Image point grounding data
§

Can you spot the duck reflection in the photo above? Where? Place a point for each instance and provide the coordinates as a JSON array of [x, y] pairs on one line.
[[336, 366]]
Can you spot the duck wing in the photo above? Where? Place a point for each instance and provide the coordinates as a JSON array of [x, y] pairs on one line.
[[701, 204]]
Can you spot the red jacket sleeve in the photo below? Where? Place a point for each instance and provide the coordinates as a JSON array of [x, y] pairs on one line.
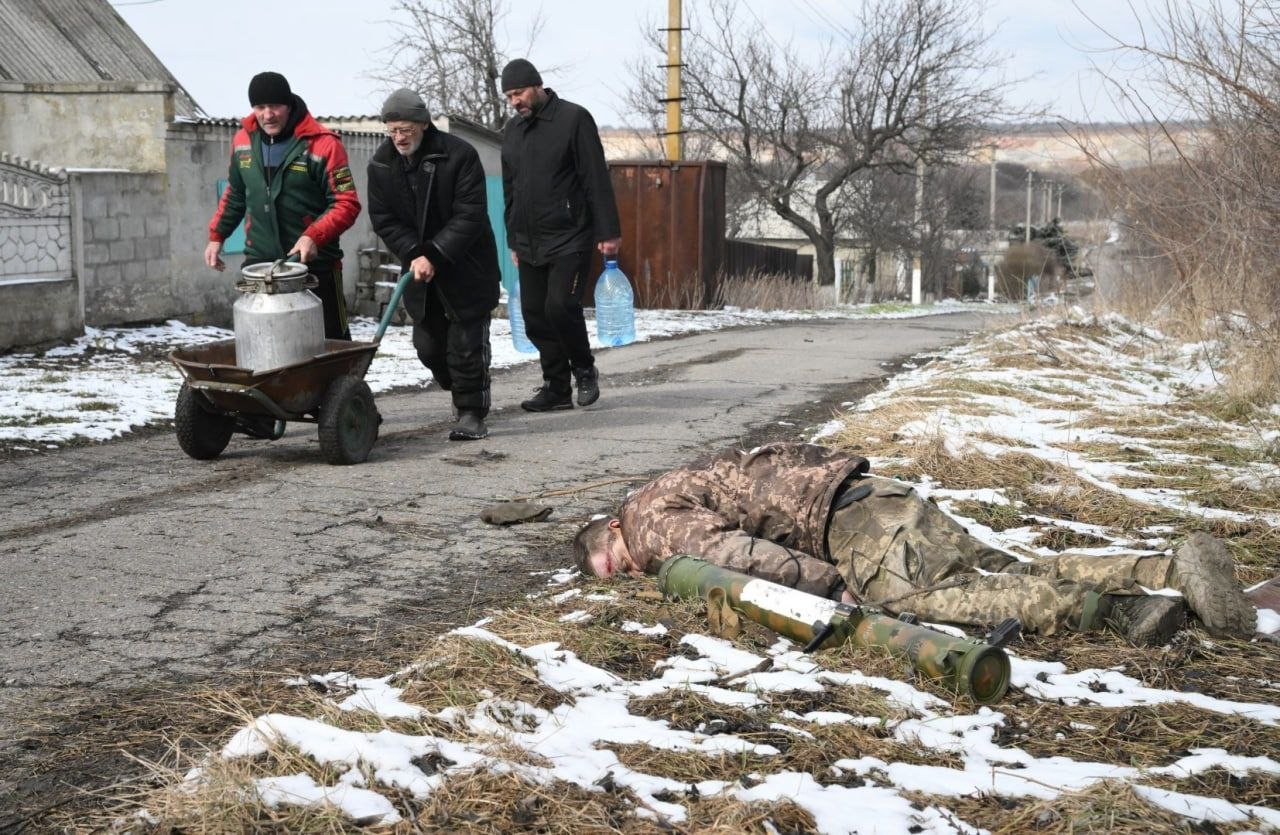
[[339, 188]]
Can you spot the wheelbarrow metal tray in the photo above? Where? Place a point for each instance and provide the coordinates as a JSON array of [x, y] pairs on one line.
[[286, 392]]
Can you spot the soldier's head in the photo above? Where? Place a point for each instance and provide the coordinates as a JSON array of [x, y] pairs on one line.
[[406, 118], [272, 99], [522, 86], [600, 551]]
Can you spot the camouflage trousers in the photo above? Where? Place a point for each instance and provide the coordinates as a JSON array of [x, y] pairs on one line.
[[901, 552]]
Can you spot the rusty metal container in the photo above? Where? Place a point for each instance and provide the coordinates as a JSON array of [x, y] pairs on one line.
[[672, 218]]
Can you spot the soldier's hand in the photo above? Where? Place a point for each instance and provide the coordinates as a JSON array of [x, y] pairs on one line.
[[423, 269], [213, 255], [306, 249]]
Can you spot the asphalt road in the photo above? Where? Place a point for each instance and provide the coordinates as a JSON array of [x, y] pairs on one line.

§

**What to do**
Output every entry above verbatim, but leave out the pictures.

**Solved exercise**
Can you spot the duck reflection in the photo above? Where? Place a point for each instance and provide the coordinates as a JSON array of [x, y] pairs on one line.
[[336, 366]]
Can you spot the duck wing in the photo above? Where? Place a point for each instance and provide the coordinates as a JSON array of [x, y] pairs on one line.
[[701, 204]]
Can you spot the red jacket sleeve in the photo below? Where? Place a point for each instance and provide the coordinates as a JSON array of [x, y] pairs on one line.
[[339, 188]]
Can you spot the wheelbarrow metal tray in the photo above? Where? Place a point for each instance and provide the coordinates as a JSON array of [x, y] pairs on one line.
[[286, 392]]
Can you spot the soldier's head in the photo above? Where? Place a point for each instance and provide the coordinates as a JSON array of [x, y] pairs on one line.
[[406, 118], [272, 99], [522, 86], [600, 551]]
Can you spot the camouflage trousers in the photo above? Where? Place a point for each instance and provide the coordinates as a JSON array of [x, y] pairs on one line.
[[901, 552]]
Can you spot the rusty metal container in the photo above? Where? Place a point for each instance and provide the coordinates as a JSON array of [x, y] pairs on one line.
[[672, 218]]
Can you spot the soldier's hand in the photo above? Where? Place a point for each instance and provide the coordinates as a JSON array of [x, y] pairs on one line.
[[423, 269], [213, 255], [306, 249]]
Can you spot the asphalt road in the photo above? Where? Place a point for each instance and provide the coordinates as a JSON array of [x, y] pairs on one line.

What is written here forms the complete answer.